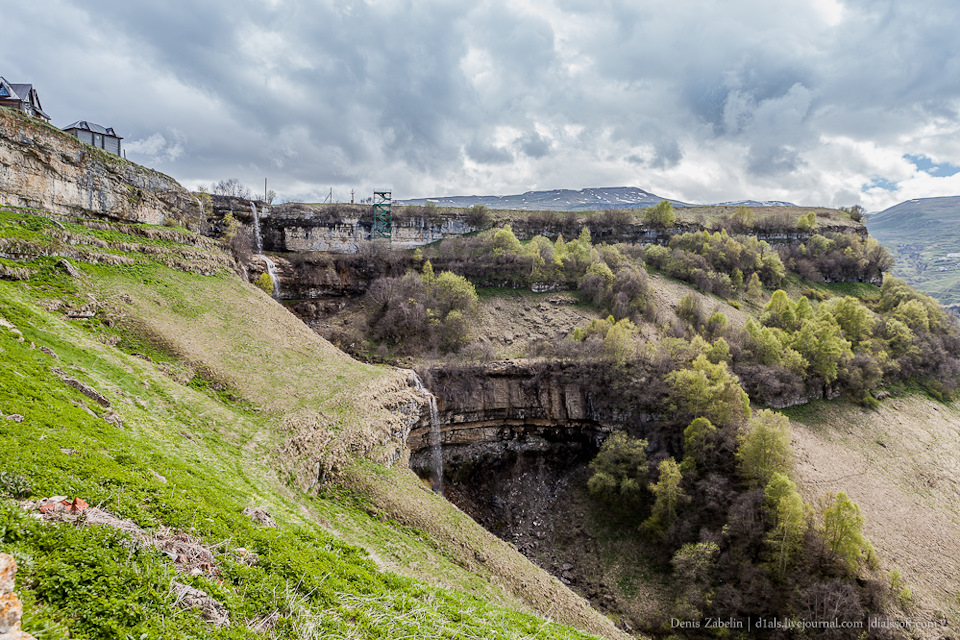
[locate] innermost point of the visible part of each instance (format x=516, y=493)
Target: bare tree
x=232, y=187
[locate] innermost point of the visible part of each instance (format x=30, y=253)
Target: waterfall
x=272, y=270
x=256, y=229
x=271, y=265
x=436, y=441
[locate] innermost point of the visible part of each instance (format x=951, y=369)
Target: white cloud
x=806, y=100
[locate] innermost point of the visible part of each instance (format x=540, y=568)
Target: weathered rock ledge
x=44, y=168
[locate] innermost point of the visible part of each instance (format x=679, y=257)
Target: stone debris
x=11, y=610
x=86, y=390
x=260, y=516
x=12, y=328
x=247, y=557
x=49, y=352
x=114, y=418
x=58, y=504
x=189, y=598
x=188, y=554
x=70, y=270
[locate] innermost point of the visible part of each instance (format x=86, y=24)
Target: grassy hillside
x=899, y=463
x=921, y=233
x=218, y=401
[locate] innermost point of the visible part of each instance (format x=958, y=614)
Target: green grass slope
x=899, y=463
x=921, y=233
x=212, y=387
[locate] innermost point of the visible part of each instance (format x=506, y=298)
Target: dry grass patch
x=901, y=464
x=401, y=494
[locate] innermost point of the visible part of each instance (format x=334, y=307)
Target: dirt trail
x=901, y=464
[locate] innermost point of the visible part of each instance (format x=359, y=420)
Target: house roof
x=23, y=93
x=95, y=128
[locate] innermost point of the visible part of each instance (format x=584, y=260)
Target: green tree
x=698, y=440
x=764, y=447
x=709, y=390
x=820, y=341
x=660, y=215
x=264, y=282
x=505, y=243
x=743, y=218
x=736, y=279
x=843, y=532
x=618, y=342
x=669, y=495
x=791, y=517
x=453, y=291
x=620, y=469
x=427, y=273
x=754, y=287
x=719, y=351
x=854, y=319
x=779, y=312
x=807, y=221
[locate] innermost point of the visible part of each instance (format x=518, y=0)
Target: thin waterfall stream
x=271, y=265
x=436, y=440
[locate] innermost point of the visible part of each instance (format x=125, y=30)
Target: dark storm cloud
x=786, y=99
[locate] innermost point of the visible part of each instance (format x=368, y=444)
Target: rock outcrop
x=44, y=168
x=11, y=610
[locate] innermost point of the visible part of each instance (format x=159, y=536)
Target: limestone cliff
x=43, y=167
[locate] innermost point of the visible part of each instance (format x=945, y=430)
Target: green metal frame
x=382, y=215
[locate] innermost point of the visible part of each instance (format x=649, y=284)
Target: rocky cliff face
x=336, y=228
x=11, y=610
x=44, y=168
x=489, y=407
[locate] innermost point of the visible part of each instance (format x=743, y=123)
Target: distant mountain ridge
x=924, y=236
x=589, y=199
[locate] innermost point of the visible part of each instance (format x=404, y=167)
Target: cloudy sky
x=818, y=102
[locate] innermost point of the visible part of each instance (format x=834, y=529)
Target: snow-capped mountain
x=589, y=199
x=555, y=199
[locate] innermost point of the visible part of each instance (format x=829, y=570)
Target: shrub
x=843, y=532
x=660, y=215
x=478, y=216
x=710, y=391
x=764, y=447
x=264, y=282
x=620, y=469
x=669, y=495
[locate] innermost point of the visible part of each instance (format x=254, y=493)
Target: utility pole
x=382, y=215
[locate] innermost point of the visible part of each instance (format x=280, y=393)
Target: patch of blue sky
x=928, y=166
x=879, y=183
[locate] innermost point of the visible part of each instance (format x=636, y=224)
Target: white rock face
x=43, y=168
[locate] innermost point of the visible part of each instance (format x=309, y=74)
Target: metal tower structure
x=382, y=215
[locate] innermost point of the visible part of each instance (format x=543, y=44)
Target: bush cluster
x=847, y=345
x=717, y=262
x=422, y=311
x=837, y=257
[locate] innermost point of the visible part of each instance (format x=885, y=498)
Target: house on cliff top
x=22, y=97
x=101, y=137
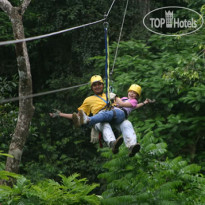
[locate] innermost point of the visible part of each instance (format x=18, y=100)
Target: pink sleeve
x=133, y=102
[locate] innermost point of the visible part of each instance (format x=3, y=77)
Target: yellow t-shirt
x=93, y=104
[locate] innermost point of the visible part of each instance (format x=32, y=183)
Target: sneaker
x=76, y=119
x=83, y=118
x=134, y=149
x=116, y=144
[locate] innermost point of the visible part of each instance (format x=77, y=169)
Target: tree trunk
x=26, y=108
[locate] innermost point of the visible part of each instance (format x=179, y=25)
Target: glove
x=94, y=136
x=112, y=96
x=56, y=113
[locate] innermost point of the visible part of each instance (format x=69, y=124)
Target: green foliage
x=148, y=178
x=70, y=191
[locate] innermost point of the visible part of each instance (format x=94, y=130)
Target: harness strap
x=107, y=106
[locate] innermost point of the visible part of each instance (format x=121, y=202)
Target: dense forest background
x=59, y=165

*EXERCISE*
In your answer, include only the lines above starting at the line that holds "Target: rocky cliff face" and ending at the line that holds "(format x=404, y=167)", copied exactly.

*COMPLETED TASK*
Target: rocky cliff face
x=336, y=228
x=11, y=610
x=44, y=168
x=489, y=407
[locate] innermost point of the visible part of each instance (format x=743, y=123)
Target: distant mountain ridge
x=924, y=236
x=589, y=199
[locate] innermost point of the visible part of each instance (format x=404, y=167)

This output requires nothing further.